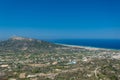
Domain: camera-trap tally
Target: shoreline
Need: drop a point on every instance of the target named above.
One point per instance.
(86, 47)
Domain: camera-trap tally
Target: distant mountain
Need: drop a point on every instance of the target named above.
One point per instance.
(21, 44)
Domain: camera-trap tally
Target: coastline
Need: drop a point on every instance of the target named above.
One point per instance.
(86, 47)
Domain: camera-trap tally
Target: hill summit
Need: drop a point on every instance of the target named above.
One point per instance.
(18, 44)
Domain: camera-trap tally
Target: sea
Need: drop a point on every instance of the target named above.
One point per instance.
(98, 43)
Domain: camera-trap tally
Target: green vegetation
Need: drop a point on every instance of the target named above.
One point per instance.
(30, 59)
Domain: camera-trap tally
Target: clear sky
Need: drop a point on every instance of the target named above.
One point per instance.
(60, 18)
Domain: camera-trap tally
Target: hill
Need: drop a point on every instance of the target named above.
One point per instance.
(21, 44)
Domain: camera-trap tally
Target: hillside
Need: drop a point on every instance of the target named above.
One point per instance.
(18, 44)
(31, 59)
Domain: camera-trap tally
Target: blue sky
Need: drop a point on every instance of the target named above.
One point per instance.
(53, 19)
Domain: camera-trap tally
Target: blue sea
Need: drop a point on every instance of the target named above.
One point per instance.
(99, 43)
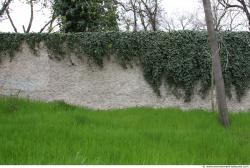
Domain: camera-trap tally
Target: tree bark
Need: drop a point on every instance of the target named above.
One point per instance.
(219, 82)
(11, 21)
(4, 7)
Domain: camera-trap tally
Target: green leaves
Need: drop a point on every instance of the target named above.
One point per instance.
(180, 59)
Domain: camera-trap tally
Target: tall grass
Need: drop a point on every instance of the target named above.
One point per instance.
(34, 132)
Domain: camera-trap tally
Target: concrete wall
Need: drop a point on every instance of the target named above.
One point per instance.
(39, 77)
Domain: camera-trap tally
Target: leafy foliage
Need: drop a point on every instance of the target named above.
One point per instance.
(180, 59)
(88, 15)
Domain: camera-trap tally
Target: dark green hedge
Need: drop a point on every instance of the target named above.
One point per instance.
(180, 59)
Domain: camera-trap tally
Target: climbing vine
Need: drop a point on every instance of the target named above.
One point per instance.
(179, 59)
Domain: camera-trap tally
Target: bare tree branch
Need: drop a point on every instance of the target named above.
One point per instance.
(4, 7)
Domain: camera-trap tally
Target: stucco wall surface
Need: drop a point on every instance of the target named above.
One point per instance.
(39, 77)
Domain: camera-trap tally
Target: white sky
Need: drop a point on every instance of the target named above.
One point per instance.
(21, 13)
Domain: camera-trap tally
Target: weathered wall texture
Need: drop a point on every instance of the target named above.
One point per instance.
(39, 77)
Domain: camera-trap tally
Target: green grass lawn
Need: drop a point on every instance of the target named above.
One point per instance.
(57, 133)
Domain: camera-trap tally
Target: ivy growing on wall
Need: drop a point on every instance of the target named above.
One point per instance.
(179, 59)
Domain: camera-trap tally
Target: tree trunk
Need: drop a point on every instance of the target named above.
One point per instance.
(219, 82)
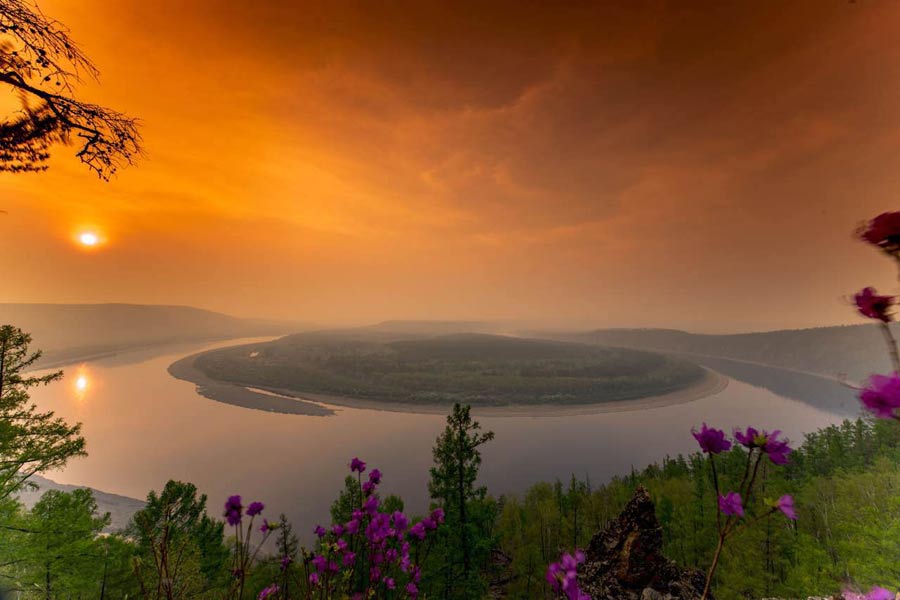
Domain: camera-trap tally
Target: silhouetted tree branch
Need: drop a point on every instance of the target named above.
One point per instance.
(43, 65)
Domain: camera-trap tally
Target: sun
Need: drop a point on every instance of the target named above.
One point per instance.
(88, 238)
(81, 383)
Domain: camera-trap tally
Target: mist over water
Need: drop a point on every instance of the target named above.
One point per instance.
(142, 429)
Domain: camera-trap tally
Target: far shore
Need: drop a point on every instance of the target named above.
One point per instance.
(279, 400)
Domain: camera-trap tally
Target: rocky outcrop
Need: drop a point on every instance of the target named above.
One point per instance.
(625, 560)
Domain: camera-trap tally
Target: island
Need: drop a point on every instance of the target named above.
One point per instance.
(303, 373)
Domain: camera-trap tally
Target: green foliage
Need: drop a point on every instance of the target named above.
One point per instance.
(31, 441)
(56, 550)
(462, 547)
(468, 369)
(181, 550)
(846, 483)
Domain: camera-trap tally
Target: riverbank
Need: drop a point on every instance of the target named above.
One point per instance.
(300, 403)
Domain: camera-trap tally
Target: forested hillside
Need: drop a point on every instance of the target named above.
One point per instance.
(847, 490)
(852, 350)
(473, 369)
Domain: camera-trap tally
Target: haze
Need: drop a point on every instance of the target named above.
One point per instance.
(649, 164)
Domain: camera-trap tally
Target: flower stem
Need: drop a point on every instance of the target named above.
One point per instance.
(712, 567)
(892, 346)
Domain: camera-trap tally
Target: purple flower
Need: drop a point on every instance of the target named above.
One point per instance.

-*-*-

Transcribe the listing in full and omit the pictures.

Domain: camera-trap tally
Target: shoreline
Need: drop a point on every instance of the target named above.
One point per instance.
(86, 47)
Domain: camera-trap tally
Target: distant mountain
Need: drop a point on every instance of the target named above.
One point per instance.
(21, 44)
Domain: camera-trap tally
Target: coastline
Need: drop a point on every instance of the target named above.
One point per instance.
(86, 47)
Domain: camera-trap tally
Target: hill summit
Need: drop a point on every instance of the target named above.
One point per instance.
(18, 44)
Domain: camera-trap tally
Target: sea
Need: drop a point on every instance of the target named above.
One point per instance.
(98, 43)
Domain: camera-trap tally
Target: green vegetation
Need: drop a point on every instance of the target named above.
One point per instance.
(30, 59)
Domain: camera-trap tally
Target: clear sky
Need: drop a point on every instance of the target named above.
One point per instance.
(60, 18)
Domain: camera-trap tally
Target: hill
Need: drop a point on every instance of the target named above.
One point per instance.
(21, 44)
Domain: camera-trap tally
Target: hillside
Need: drop a point on every instance of the target named above.
One point per instance.
(18, 44)
(31, 59)
Domain: camera-trap tally
Target: blue sky
Need: drop a point on every instance of the target named above.
One point per instance.
(53, 19)
Domain: camera-trap tally
Target: blue sea
Need: drop a point on every instance of the target named above.
One point per instance.
(99, 43)
Domain: camera-trap tally
Target: tree bark
Need: drop a point on every instance of the target named above.
One point per instance.
(219, 82)
(11, 21)
(4, 7)
Domain: camera-trap tally
Target: green leaves
Need: drop a point on every instance of the target named above.
One point per instance.
(180, 59)
Domain: camera-trap tally
Target: tall grass
Need: drop a point on every instance of the target named above.
One point per instance.
(34, 132)
Domain: camera-trap tally
Target: concrete wall
Need: drop a point on every instance of the target named above.
One point per instance.
(39, 77)
Domain: camera-trap tally
Target: leafy foliage
Need: drop a point on every instance of the target named above.
One point per instance.
(180, 59)
(88, 15)
Domain: camera-trap tally
Target: dark green hedge
Need: drop a point on every instance of the target named above.
One point per instance.
(180, 59)
Domain: camera-trap tally
Target: climbing vine
Need: drop a point on every instance of the target named above.
One point per instance.
(179, 59)
Domain: camera-trap tally
Target: bare tree branch
Need: drop a point on every instance of the target named above.
One point per instance.
(4, 7)
Domain: camera-trap tally
Target: stucco wall surface
Need: drop a point on every instance of the target named above.
One point per instance.
(39, 77)
Domain: camera-trap tally
Target: white sky
Need: drop a point on every instance of the target named above.
One point per instance.
(21, 13)
Domain: camera-trap tally
Target: weathered wall texture
Need: drop a point on every instance of the target named above.
One point per instance.
(39, 77)
Domain: camera-trap tally
Target: green grass lawn
Need: drop a point on every instance of the target named above.
One point per instance.
(57, 133)
Domain: camera-trap tally
Target: ivy growing on wall
Need: drop a point on every instance of the target named above.
One point per instance.
(179, 59)
Domain: camera-trap tally
Target: tree trunk
Need: drop a point on every instance of the target named above.
One point per instance.
(219, 82)
Domain: camera-trap tally
Target: silhouetted tree branch
Need: drop a point on every instance of the target named above.
One point per instance.
(43, 65)
Domain: camera-trap tally
Target: sun
Need: drop a point on every instance of the target named above.
One point per instance.
(88, 238)
(81, 383)
Domain: camera-trap tally
Target: mist over water
Need: drop a point on every instance of the target named above.
One point per instance.
(142, 429)
Domain: camera-trap tally
Target: far shore
Need: drop a point on every instance of the target named above.
One point per instance.
(279, 400)
Domain: camera-trap tally
Target: rocky outcrop
Need: drop a point on every instance of the target named above.
One point per instance.
(625, 560)
Domain: camera-trap tally
Target: island
Need: drop a point on every instance of the target named above.
One point per instance.
(303, 373)
Domain: camera-trap tally
Target: green foliage
Need: drop a point on every instance of the target named above.
One point per instance.
(31, 441)
(56, 550)
(462, 547)
(468, 369)
(181, 550)
(846, 483)
Domain: camera-trap tally
Target: riverbank
Need: drop a point on every instance of the target named above.
One point per instance.
(300, 403)
Domain: camera-trap tally
Target: forested hillside
Need: drop a point on every instance of the target named above.
One point per instance.
(847, 490)
(852, 350)
(473, 369)
Domain: camera-trap tally
Target: haze
Need: drop a point on every instance of the target named above.
One point per instance.
(649, 164)
Domain: camera-trap tally
Target: flower stem
Need: drop a point on every instance of the target named above.
One point per instance.
(712, 567)
(892, 346)
Domain: camera-trap tally
Target: purple flower
Need: drop a point on every instance of the target named above.
One point per instance.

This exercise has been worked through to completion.